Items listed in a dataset
━━━━━━━━━━━━━━━━
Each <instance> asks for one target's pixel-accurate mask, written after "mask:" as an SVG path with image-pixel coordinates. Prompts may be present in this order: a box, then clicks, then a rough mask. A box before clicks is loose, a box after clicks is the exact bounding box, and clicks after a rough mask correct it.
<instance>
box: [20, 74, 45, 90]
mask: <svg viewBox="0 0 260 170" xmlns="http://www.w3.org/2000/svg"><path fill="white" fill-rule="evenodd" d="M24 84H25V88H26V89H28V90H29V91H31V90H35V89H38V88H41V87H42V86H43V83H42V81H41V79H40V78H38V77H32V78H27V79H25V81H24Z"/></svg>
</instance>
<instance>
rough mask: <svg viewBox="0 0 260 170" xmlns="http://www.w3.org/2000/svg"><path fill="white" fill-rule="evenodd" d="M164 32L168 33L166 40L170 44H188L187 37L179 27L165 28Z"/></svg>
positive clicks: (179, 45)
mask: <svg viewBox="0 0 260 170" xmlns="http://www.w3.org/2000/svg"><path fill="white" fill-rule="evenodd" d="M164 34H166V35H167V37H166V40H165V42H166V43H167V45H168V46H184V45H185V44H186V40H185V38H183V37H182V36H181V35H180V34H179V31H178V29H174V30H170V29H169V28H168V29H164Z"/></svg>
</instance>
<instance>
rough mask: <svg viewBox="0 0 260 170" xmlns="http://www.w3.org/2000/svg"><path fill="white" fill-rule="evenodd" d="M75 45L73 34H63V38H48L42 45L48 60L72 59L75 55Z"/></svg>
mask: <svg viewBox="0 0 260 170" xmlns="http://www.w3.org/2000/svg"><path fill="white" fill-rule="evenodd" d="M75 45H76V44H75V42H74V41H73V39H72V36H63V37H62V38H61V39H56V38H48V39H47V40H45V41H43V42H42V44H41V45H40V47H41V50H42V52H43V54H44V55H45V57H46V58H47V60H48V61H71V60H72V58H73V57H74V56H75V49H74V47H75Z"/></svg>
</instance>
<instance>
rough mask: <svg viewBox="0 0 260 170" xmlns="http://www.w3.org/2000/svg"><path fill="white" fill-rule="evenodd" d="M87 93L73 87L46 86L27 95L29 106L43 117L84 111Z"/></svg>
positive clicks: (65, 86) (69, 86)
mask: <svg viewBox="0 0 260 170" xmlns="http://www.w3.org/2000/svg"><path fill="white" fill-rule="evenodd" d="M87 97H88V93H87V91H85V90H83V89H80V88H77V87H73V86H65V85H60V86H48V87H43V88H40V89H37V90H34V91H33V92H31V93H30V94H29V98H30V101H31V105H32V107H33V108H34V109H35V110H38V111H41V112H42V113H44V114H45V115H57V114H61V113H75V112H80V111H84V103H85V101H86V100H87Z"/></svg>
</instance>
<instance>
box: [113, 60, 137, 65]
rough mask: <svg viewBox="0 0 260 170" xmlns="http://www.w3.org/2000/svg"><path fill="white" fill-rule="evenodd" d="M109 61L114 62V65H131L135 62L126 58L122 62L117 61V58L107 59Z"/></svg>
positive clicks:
━━━━━━━━━━━━━━━━
*Assignment*:
Your answer must be the records above, repeated exactly.

*Solution to this problem*:
Each <instance> asks for one target's pixel-accurate mask, written after "mask:" as an SVG path with image-pixel coordinates. Prompts may be present in this order: a box, then clicks, then a rough mask. A box before clicks is loose, a box after clicks is the exact bounding box, and clicks after a rough mask correct it.
<instance>
box: [20, 74, 45, 90]
mask: <svg viewBox="0 0 260 170" xmlns="http://www.w3.org/2000/svg"><path fill="white" fill-rule="evenodd" d="M24 84H25V88H26V89H28V90H29V91H31V90H35V89H38V88H41V87H42V86H43V83H42V81H41V79H40V78H38V77H32V78H27V79H25V81H24Z"/></svg>
</instance>
<instance>
rough mask: <svg viewBox="0 0 260 170" xmlns="http://www.w3.org/2000/svg"><path fill="white" fill-rule="evenodd" d="M164 32L168 33L166 40L170 44H188L187 37L179 27L165 28Z"/></svg>
positive clicks: (179, 45)
mask: <svg viewBox="0 0 260 170" xmlns="http://www.w3.org/2000/svg"><path fill="white" fill-rule="evenodd" d="M164 34H166V35H167V37H166V40H165V42H166V43H167V45H168V46H184V45H185V44H186V40H185V38H183V37H182V36H181V35H180V34H179V31H178V29H174V30H170V29H169V28H168V29H164Z"/></svg>
</instance>
<instance>
rough mask: <svg viewBox="0 0 260 170" xmlns="http://www.w3.org/2000/svg"><path fill="white" fill-rule="evenodd" d="M75 45L73 34H63V38H48L42 45L48 60L72 59L75 55Z"/></svg>
mask: <svg viewBox="0 0 260 170" xmlns="http://www.w3.org/2000/svg"><path fill="white" fill-rule="evenodd" d="M75 45H76V44H75V42H74V41H73V39H72V36H63V37H62V38H61V39H56V38H48V39H47V40H45V41H43V42H42V44H41V45H40V47H41V50H42V52H43V54H44V55H45V57H46V58H47V60H48V61H71V60H72V58H73V57H74V56H75V49H74V47H75Z"/></svg>
</instance>
<instance>
rough mask: <svg viewBox="0 0 260 170" xmlns="http://www.w3.org/2000/svg"><path fill="white" fill-rule="evenodd" d="M87 93L73 87L46 86L27 95L29 106L43 117L84 111Z"/></svg>
positive clicks: (65, 86) (69, 86)
mask: <svg viewBox="0 0 260 170" xmlns="http://www.w3.org/2000/svg"><path fill="white" fill-rule="evenodd" d="M87 97H88V93H87V91H85V90H83V89H80V88H77V87H73V86H65V85H60V86H48V87H43V88H40V89H37V90H34V91H33V92H31V93H30V94H29V98H30V101H31V105H32V107H33V108H34V109H35V110H38V111H41V112H42V113H44V114H45V115H57V114H61V113H75V112H80V111H84V103H85V101H86V100H87Z"/></svg>
</instance>
<instance>
box: [113, 60, 137, 65]
rough mask: <svg viewBox="0 0 260 170" xmlns="http://www.w3.org/2000/svg"><path fill="white" fill-rule="evenodd" d="M109 61L114 62V65H131L135 62L126 58L122 62L117 61V58L107 59Z"/></svg>
positive clicks:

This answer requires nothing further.